- To do -
Across the records below, count every line that contains the string "pavement", then report the count alone.

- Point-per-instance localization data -
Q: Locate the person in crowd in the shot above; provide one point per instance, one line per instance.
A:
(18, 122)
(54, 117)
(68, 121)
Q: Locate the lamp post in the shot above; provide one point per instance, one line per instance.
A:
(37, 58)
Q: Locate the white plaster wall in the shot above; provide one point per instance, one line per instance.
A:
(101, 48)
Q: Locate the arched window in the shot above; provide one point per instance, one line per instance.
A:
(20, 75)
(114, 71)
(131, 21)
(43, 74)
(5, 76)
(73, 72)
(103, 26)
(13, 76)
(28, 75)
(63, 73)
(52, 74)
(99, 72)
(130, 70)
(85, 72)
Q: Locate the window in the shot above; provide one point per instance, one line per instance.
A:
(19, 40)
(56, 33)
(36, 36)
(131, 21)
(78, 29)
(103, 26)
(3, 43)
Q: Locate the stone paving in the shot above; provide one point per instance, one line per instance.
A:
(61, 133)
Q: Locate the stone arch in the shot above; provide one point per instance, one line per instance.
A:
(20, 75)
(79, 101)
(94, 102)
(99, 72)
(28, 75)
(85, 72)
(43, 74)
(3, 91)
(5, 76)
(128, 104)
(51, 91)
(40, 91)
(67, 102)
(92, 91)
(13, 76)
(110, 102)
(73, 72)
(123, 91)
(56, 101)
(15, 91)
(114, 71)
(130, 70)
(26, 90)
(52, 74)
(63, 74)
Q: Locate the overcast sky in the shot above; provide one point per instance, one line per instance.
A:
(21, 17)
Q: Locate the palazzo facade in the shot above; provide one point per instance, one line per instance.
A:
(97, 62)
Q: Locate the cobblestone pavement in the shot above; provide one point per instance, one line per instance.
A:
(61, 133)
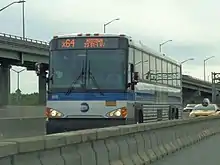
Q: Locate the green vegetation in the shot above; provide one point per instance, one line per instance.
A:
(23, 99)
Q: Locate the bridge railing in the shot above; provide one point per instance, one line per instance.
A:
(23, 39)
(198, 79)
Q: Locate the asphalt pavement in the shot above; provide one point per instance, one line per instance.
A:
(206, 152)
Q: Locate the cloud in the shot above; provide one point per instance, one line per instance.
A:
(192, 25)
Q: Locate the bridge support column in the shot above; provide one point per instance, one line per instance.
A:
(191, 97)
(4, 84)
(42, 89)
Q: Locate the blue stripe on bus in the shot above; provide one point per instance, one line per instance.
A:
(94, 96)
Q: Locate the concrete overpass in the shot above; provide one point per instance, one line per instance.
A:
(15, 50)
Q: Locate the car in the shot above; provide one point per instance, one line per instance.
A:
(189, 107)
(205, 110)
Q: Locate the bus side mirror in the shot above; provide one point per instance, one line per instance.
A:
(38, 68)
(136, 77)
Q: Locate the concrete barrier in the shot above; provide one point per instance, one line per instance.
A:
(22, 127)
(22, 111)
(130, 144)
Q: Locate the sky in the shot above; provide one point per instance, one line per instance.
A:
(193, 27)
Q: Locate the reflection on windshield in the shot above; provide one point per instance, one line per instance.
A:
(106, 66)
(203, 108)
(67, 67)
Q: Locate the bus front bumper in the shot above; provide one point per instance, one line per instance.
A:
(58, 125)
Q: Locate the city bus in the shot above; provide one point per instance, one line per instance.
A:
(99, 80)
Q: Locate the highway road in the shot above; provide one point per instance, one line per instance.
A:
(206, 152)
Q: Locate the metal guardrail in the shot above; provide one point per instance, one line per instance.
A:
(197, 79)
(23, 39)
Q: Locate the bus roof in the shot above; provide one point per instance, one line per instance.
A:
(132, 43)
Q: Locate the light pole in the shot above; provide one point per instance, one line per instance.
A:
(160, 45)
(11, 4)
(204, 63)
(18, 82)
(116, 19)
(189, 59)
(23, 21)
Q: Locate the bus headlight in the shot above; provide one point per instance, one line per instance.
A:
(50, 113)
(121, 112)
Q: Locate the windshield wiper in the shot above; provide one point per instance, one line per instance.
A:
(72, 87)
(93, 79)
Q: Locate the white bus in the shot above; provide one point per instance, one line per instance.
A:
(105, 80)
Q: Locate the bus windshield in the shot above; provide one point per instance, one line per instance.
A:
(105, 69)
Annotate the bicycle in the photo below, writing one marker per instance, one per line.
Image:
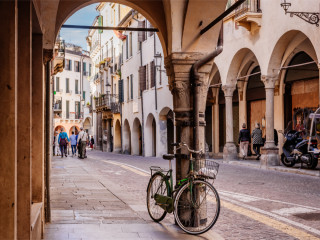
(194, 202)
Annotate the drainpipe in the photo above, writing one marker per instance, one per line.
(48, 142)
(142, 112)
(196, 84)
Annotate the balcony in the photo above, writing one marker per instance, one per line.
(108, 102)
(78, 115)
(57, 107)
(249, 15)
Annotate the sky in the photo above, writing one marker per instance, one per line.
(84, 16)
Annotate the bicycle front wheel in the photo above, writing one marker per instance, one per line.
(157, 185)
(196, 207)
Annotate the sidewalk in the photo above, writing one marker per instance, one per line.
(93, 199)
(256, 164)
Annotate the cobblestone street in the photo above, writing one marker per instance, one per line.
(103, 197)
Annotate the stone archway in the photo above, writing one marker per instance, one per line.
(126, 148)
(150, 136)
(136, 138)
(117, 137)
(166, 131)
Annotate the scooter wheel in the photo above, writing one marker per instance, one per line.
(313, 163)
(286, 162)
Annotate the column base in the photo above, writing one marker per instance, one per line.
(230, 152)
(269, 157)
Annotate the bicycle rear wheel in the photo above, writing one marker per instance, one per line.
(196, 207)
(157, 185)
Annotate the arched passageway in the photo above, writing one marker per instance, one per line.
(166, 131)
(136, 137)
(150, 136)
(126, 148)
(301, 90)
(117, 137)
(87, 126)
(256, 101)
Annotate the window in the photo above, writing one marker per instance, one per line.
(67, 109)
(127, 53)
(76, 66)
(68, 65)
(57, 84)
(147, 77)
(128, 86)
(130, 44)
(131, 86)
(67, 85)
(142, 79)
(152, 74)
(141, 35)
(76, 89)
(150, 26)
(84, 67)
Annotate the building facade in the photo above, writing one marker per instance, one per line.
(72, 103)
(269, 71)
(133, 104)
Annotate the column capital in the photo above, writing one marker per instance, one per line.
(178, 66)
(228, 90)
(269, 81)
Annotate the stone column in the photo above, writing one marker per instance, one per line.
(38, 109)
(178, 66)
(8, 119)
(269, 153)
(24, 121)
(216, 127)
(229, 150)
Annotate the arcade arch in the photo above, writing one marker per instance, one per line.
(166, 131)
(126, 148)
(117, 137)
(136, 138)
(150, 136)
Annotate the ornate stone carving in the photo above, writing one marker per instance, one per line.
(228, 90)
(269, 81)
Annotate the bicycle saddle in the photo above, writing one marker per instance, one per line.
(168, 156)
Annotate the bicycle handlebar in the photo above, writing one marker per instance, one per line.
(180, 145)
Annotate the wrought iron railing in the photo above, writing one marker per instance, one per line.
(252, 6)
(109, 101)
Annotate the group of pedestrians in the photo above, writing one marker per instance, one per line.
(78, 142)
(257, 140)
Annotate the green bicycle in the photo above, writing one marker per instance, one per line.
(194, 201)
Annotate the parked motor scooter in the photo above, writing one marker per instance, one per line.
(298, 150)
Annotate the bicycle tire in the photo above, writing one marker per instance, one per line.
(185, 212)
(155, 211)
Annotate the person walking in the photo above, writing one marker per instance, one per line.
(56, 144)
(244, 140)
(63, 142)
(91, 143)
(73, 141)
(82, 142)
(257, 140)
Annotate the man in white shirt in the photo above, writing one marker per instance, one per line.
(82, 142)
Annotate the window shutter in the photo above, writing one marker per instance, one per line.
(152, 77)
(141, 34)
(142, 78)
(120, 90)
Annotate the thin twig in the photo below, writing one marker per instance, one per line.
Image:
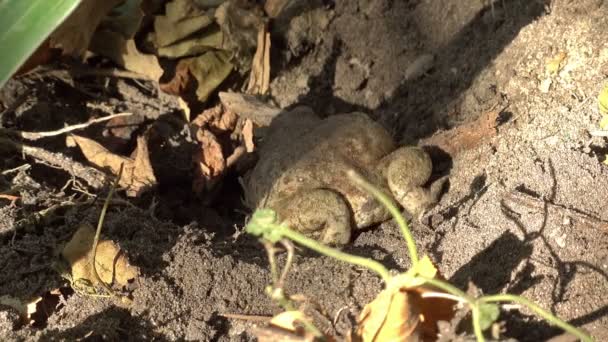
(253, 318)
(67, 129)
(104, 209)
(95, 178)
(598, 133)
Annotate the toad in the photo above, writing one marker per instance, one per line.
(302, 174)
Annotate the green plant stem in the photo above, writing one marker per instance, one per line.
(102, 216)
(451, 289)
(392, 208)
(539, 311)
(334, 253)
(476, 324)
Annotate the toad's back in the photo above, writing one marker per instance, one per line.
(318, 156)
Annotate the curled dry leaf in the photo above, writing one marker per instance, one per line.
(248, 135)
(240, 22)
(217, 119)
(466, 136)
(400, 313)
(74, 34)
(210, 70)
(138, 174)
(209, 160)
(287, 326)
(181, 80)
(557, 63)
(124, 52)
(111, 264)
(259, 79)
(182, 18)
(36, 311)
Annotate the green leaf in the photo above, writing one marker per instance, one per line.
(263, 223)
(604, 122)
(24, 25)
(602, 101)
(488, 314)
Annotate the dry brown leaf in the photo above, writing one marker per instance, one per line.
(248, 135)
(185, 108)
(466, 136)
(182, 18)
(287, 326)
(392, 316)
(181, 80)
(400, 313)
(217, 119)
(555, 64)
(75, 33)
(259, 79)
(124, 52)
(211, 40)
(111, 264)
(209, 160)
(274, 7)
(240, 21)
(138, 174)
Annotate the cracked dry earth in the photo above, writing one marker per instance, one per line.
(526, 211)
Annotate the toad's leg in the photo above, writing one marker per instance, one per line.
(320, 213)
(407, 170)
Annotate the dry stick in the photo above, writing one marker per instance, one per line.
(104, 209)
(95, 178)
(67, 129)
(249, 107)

...

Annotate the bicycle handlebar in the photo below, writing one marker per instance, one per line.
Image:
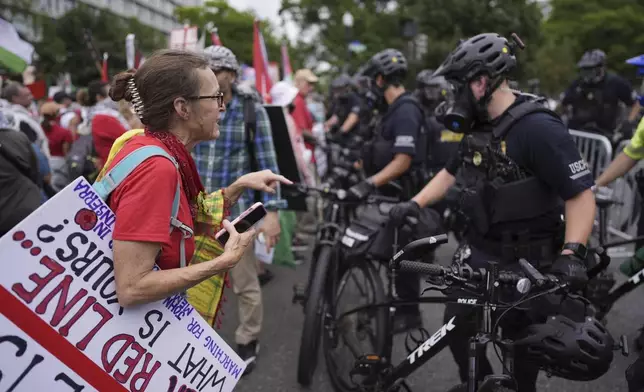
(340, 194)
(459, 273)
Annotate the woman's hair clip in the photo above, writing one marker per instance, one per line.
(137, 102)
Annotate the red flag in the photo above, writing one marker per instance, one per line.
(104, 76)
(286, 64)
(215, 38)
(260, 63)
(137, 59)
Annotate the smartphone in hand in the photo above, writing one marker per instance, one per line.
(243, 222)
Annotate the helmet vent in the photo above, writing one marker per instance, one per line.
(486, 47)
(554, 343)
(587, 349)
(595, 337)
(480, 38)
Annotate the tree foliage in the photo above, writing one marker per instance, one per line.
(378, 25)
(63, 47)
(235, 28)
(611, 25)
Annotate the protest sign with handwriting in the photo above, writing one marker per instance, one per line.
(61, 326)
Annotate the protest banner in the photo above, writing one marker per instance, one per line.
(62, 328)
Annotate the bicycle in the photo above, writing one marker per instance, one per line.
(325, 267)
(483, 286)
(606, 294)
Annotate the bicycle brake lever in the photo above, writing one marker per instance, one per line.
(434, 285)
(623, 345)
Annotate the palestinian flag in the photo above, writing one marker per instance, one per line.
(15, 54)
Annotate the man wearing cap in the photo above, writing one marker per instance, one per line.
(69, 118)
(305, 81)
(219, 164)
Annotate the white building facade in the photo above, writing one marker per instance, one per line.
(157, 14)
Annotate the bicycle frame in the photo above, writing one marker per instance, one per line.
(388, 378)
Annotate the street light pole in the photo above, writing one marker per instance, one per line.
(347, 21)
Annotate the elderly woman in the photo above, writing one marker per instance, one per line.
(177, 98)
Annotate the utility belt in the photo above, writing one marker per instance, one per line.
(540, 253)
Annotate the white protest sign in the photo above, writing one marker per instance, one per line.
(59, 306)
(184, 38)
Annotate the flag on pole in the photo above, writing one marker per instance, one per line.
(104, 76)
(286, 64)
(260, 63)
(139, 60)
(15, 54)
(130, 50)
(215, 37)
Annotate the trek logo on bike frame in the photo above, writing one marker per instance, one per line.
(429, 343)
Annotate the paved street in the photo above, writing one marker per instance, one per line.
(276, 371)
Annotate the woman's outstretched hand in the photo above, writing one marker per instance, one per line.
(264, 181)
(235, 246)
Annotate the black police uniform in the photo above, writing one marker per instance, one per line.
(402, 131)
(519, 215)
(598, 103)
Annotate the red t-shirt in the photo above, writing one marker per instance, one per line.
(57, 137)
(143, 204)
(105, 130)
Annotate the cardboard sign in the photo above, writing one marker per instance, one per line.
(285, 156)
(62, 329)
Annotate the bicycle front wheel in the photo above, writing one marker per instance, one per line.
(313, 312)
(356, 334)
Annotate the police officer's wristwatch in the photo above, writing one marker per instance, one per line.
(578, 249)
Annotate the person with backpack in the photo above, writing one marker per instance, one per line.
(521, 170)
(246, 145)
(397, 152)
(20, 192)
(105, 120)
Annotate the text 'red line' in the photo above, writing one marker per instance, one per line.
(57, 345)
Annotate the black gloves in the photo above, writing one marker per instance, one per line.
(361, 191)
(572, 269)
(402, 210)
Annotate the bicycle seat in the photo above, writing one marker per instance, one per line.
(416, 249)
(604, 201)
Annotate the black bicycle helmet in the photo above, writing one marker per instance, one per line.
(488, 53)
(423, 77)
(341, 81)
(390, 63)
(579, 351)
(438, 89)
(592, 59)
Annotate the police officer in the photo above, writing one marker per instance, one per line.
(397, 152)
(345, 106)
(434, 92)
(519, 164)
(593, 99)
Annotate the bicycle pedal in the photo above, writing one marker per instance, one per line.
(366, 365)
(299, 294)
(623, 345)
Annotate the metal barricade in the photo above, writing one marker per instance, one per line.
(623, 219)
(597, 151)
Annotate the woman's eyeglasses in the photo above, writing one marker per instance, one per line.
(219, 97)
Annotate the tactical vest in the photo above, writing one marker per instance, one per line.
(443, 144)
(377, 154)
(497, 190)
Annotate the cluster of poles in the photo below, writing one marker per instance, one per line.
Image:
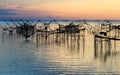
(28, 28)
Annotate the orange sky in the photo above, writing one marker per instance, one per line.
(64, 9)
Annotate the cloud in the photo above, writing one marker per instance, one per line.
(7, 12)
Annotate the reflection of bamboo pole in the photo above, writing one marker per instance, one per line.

- Solution to the problem -
2